Transcribe the full listing below exactly.

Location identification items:
[Begin]

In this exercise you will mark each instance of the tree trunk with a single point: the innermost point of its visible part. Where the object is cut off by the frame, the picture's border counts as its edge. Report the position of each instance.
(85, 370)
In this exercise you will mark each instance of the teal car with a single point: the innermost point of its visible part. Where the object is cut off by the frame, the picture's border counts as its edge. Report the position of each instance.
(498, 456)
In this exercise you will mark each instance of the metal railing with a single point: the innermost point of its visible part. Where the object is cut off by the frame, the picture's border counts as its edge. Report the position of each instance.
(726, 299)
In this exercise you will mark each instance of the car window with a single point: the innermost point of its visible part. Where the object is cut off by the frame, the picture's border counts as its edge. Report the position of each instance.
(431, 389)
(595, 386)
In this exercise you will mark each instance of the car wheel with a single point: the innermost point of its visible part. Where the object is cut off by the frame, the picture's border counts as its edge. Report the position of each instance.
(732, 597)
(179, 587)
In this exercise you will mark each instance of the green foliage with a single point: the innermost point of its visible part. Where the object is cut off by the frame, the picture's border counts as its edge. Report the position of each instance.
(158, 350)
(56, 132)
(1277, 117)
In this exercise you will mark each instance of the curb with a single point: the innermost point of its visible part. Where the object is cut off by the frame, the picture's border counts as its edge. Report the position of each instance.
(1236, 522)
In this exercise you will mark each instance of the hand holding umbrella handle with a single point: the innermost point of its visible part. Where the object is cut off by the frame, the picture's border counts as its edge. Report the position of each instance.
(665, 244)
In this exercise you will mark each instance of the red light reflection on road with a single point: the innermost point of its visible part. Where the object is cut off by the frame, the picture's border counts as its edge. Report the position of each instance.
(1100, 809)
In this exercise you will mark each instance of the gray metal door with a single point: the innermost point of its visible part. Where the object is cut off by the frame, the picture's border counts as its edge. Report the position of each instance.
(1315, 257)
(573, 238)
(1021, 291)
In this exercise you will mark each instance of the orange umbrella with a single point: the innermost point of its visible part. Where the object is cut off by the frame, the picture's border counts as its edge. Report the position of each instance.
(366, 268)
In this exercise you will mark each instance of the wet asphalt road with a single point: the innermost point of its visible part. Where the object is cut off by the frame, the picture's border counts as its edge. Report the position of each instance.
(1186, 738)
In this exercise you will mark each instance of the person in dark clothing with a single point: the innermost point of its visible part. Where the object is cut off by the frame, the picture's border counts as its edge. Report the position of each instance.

[End]

# FULL RESPONSE
In this exercise you will mark each instance of the tree trunk with a single point: the innermost point of its visible part. Where the object is cut off by the frame, the picture's border counts as its edge. Report the position of each instance.
(85, 370)
In this exercise you will mark each instance of the teal car with a single point: the innermost point of its visible part. Where the object is cut off by the frame, the picture's border counts as its edge. Report the position of each instance.
(498, 456)
In this exercise you will mark each instance of the metal railing with a single point: the innermost point of its visible part. Where the object is cut off by the frame, the picture's border counts as its edge. Report the position of each instance.
(726, 299)
In this exercise you will mark each instance of the car window with a single point: the innermost point of its visible part. Where the object is cut off by the frame, the picture's border counts as its edge. Report the position of each instance.
(431, 389)
(595, 386)
In this exercise you will mark each instance of the car wheel with a single point: the innermost point of its visible part. Where the object is cut off by the frame, the picture's border counts as its edge. Report the position of each instance.
(732, 597)
(179, 587)
In this exercise you will mark each instance of the green foliage with a single point: the innermost point of its visible part. Where the object is cut off by the frame, the picture's border counts as its edge. Report the position of each instance.
(158, 350)
(56, 132)
(1277, 117)
In this exercise you will mark each instance of the curb with a single point: the innermost point of its visible part. Where the object is cut off by the frame, the picture's border counts as its edge. Report the position of each instance.
(1236, 522)
In this exercise you will mark each instance of the hand holding umbrella handle with a single point: the innermost point of its visible part. Where the object is cut off by the frame, the picture's border counts as its edge. Report the position of each instance.
(665, 244)
In this exercise you will mark each instance of the red light reflection on road with a single point: the innermost point of its visible part. Where the object is cut off by the frame, the picture's border counts as its edge. Report the position of each instance.
(1100, 809)
In this exercise you will mark each instance of the gray metal door with a single point: the innermost point of its visible part. Where the object is cut off by the frame, the picture's border counts as its edge. Report the position of each instance.
(1315, 257)
(573, 238)
(1021, 291)
In this exercise you will mark each instance of the orange umbrella with a single point: the innermost point of its visible part. Where the object is cut off by the frame, the picture's border counts as its edge. Report the position of each instance.
(366, 268)
In this exercise you will mark each instance of the wet asphalt road with a single point: the innermost point of its visible part. Where the object is cut off by the frame, the picture's border counts as its edge. Report the position of each instance.
(1186, 738)
In this exercise you will mark each instance of the person in dark clothing with a single point: the innermost point of its visible part. Where the object is cut off by the frame, the picture's border counts as its edge. Report the position of each instance.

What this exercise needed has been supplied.